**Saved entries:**
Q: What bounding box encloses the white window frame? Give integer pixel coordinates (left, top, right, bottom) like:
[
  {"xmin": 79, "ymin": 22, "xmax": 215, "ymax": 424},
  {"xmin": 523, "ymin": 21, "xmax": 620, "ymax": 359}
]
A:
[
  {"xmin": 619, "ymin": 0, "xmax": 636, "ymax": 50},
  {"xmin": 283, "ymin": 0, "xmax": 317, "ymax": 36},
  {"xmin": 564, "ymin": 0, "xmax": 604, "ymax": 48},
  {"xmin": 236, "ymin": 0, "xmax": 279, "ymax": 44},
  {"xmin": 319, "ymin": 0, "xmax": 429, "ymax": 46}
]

**Your goal:** Write the data out again. Match it exactly.

**Output for this exercise:**
Q: What bounding box encloses the white window frame? Give integer pixel coordinates (left, top, right, bottom) like:
[
  {"xmin": 79, "ymin": 22, "xmax": 215, "ymax": 424},
  {"xmin": 523, "ymin": 21, "xmax": 620, "ymax": 359}
]
A:
[
  {"xmin": 619, "ymin": 0, "xmax": 636, "ymax": 50},
  {"xmin": 283, "ymin": 0, "xmax": 317, "ymax": 36},
  {"xmin": 564, "ymin": 0, "xmax": 604, "ymax": 48},
  {"xmin": 236, "ymin": 0, "xmax": 279, "ymax": 44},
  {"xmin": 319, "ymin": 0, "xmax": 429, "ymax": 46}
]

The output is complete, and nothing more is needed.